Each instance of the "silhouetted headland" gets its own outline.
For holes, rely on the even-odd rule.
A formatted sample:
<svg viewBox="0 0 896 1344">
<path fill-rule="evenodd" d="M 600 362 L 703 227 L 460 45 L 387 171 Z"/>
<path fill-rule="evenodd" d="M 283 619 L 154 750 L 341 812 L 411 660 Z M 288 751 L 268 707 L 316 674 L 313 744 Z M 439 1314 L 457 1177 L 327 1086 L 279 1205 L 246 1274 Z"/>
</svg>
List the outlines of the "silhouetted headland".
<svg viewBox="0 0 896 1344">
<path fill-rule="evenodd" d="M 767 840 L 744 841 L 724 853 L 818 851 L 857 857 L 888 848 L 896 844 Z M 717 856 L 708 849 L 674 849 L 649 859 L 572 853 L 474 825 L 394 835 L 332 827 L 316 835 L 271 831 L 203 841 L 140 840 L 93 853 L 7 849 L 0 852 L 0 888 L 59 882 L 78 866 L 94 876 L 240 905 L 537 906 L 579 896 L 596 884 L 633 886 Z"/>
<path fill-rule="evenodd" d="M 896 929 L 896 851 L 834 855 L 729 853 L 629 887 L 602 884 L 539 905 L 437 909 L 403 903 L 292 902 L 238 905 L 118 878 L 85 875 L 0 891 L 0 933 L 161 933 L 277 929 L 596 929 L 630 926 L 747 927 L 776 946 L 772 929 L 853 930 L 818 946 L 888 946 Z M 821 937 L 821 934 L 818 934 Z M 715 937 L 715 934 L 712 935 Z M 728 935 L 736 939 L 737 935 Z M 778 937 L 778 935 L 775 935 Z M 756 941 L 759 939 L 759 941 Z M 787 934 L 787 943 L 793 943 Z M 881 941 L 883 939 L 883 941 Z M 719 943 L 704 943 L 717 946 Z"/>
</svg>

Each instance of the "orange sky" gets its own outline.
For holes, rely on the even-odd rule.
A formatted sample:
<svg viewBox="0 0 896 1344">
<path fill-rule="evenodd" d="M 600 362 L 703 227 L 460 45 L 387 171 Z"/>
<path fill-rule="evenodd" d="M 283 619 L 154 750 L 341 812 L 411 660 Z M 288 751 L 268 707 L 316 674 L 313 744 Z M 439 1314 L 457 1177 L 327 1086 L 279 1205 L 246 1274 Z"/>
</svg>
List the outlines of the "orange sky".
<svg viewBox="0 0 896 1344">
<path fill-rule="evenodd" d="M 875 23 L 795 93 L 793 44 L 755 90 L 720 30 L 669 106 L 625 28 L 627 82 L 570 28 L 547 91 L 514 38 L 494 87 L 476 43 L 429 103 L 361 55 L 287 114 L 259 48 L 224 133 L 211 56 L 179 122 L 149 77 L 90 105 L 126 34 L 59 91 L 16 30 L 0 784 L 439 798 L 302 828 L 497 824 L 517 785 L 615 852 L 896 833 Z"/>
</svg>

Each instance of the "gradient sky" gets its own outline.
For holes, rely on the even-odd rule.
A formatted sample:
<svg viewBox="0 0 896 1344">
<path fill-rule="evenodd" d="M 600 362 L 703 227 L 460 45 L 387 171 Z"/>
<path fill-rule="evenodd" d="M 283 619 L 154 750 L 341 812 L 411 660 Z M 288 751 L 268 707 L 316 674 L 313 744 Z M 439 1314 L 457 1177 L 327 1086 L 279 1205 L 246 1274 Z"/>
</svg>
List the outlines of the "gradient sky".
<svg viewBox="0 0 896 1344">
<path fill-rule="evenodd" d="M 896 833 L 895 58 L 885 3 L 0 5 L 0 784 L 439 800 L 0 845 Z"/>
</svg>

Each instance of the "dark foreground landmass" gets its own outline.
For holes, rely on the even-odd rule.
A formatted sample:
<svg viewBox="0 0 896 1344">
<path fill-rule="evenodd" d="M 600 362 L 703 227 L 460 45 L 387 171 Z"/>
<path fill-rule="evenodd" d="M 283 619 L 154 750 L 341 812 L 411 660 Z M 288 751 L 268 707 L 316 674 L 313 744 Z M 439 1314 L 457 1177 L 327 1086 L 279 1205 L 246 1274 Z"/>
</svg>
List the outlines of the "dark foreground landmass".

· · ·

> [Opdracht]: Bewerk alle rijen hierboven door overal "gets its own outline" te vervangen door "is outlined separately". Laat al het overige ongewijzigd.

> [Uitwerking]:
Each instance of the "silhouetted headland" is outlined separately.
For holes, rely on the even-odd rule.
A formatted sample:
<svg viewBox="0 0 896 1344">
<path fill-rule="evenodd" d="M 600 362 L 703 227 L 460 45 L 387 171 Z"/>
<path fill-rule="evenodd" d="M 283 619 L 154 750 L 341 812 L 411 660 Z M 288 751 L 268 707 L 316 674 L 313 744 Z M 439 1314 L 457 1177 L 327 1086 L 279 1205 L 246 1274 Z"/>
</svg>
List the outlines of the "silhouetted headland".
<svg viewBox="0 0 896 1344">
<path fill-rule="evenodd" d="M 767 840 L 744 841 L 724 853 L 818 851 L 857 857 L 888 848 L 896 844 Z M 717 856 L 708 849 L 674 849 L 649 859 L 572 853 L 474 825 L 394 835 L 332 827 L 316 835 L 271 831 L 203 841 L 140 840 L 93 853 L 7 849 L 0 852 L 0 888 L 59 882 L 78 866 L 94 876 L 240 905 L 537 906 L 579 896 L 596 884 L 633 886 Z"/>
<path fill-rule="evenodd" d="M 896 929 L 896 851 L 834 855 L 729 853 L 629 887 L 602 884 L 539 905 L 437 909 L 403 903 L 292 902 L 238 905 L 118 878 L 85 875 L 0 891 L 0 933 L 161 933 L 277 929 L 596 929 L 630 926 L 747 927 L 776 946 L 772 929 L 853 930 L 818 946 L 888 946 Z M 821 937 L 821 934 L 818 934 Z M 715 937 L 715 934 L 712 935 Z M 728 935 L 736 939 L 737 935 Z M 778 937 L 778 935 L 775 935 Z M 756 941 L 759 939 L 759 941 Z M 787 934 L 787 943 L 793 943 Z M 881 941 L 883 939 L 883 941 Z M 719 943 L 704 943 L 717 946 Z"/>
</svg>

Each instance of the "orange sky" is outlined separately.
For holes, rely on the even-odd rule.
A formatted sample:
<svg viewBox="0 0 896 1344">
<path fill-rule="evenodd" d="M 600 362 L 703 227 L 460 45 L 387 171 Z"/>
<path fill-rule="evenodd" d="M 283 619 L 154 750 L 341 812 L 411 660 Z M 288 751 L 268 707 L 316 674 L 313 744 Z M 439 1314 L 457 1177 L 327 1086 L 279 1205 L 246 1274 Z"/>
</svg>
List the outlines of the "orange sky".
<svg viewBox="0 0 896 1344">
<path fill-rule="evenodd" d="M 875 23 L 795 93 L 793 44 L 755 90 L 720 30 L 669 106 L 625 28 L 627 82 L 570 28 L 547 91 L 514 38 L 494 87 L 476 43 L 429 103 L 361 55 L 287 114 L 259 48 L 224 133 L 211 56 L 179 122 L 149 77 L 90 105 L 126 34 L 59 91 L 16 30 L 0 784 L 439 798 L 302 828 L 497 824 L 517 785 L 615 852 L 896 833 Z"/>
</svg>

Each instance of the "gradient sky" is outlined separately.
For holes, rely on the even-odd rule.
A formatted sample:
<svg viewBox="0 0 896 1344">
<path fill-rule="evenodd" d="M 600 362 L 703 227 L 460 45 L 387 171 Z"/>
<path fill-rule="evenodd" d="M 283 619 L 154 750 L 341 812 L 411 660 Z M 288 751 L 268 707 L 316 674 L 313 744 Z M 439 1314 L 457 1177 L 327 1086 L 279 1205 L 246 1274 Z"/>
</svg>
List the outlines of the "gradient sky".
<svg viewBox="0 0 896 1344">
<path fill-rule="evenodd" d="M 896 833 L 895 58 L 885 3 L 0 5 L 0 784 L 439 800 L 0 845 Z"/>
</svg>

Each instance of the "dark foreground landmass" is outlined separately.
For holes, rely on the even-odd rule.
A formatted sample:
<svg viewBox="0 0 896 1344">
<path fill-rule="evenodd" d="M 600 362 L 703 227 L 460 45 L 387 171 Z"/>
<path fill-rule="evenodd" d="M 283 619 L 154 750 L 341 812 L 411 660 Z M 288 751 L 268 707 L 316 674 L 313 744 Z M 439 1314 L 457 1177 L 327 1086 L 279 1205 L 246 1274 Z"/>
</svg>
List the outlines of the "dark foreground landmass".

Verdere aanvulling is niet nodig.